Print the records below verbatim, line by line, with nothing added or left out.
-*-*-
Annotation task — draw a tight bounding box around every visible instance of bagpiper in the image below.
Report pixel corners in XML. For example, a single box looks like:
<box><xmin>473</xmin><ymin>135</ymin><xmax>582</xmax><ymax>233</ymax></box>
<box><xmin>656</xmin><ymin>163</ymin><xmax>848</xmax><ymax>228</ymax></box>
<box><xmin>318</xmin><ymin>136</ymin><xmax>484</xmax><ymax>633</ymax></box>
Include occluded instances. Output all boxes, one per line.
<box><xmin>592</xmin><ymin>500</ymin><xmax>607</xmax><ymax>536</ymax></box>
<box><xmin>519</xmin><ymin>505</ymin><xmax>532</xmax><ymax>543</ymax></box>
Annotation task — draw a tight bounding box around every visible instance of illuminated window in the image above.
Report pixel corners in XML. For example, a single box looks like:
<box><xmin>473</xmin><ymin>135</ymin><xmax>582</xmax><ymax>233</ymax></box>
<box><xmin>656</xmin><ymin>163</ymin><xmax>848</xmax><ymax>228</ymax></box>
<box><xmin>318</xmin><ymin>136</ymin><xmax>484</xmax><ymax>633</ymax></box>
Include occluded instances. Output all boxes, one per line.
-*-*-
• Response for this exercise
Annotation task — draw a tight bounding box around every visible instance of bagpiper in the image below.
Report pixel corners in XML. For example, a single box looks like:
<box><xmin>473</xmin><ymin>135</ymin><xmax>582</xmax><ymax>233</ymax></box>
<box><xmin>656</xmin><ymin>163</ymin><xmax>848</xmax><ymax>228</ymax></box>
<box><xmin>318</xmin><ymin>136</ymin><xmax>484</xmax><ymax>633</ymax></box>
Include occluded instances. Output all boxes, one per line.
<box><xmin>592</xmin><ymin>500</ymin><xmax>607</xmax><ymax>536</ymax></box>
<box><xmin>519</xmin><ymin>505</ymin><xmax>532</xmax><ymax>543</ymax></box>
Annotation task — draw a tight bounding box around every visible instance of illuminated window in the image above.
Report pixel corners in XML. For example, a single box looks like:
<box><xmin>473</xmin><ymin>135</ymin><xmax>582</xmax><ymax>233</ymax></box>
<box><xmin>656</xmin><ymin>163</ymin><xmax>848</xmax><ymax>228</ymax></box>
<box><xmin>318</xmin><ymin>136</ymin><xmax>484</xmax><ymax>633</ymax></box>
Include occluded instances. Output all boxes, one per line.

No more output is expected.